=== Data for analysis ===

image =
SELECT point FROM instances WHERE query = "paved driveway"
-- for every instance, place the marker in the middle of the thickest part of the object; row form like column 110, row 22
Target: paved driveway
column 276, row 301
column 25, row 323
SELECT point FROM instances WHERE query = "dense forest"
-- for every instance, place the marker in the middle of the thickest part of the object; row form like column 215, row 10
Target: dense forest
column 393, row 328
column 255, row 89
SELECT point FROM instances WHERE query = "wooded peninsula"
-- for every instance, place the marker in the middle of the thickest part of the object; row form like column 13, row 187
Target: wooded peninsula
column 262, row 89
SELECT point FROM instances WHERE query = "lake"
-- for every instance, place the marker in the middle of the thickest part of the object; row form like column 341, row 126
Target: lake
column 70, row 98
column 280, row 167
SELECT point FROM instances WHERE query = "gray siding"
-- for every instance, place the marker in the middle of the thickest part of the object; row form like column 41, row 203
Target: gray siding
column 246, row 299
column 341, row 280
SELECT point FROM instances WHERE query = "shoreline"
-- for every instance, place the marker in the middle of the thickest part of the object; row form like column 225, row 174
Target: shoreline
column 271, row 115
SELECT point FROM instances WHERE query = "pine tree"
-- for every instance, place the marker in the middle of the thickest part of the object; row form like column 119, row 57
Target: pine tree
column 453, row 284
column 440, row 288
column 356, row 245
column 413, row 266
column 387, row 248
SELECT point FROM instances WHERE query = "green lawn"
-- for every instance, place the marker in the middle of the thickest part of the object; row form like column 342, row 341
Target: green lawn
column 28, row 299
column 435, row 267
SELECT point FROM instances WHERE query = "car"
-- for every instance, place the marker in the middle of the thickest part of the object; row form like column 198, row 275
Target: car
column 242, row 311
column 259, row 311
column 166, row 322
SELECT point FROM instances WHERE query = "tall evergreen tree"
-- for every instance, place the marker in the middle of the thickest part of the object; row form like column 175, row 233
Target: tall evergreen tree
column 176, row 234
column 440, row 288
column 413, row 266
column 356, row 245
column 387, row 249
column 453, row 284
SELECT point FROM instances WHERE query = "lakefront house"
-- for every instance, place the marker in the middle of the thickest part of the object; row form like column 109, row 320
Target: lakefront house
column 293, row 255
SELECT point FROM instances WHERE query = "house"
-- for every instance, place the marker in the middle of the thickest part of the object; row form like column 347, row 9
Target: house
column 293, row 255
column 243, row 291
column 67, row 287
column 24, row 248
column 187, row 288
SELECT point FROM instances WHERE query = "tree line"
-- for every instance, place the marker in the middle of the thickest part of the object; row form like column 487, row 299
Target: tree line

===

— Task directions —
Print, exactly as written, the first line of the records above and each line after it until the line with "215, row 10", which is printed too.

— Answer to the exercise —
image =
SELECT point FROM instances WHERE query = "paved driveway"
-- for every instance, place the marker in the middle of the thickest part of the object; row form like column 110, row 22
Target: paved driveway
column 276, row 301
column 25, row 323
SELECT point FROM instances WHERE query = "dense forest"
-- for every instance, place the marker in the middle of the thickest part of the object; row form like column 215, row 10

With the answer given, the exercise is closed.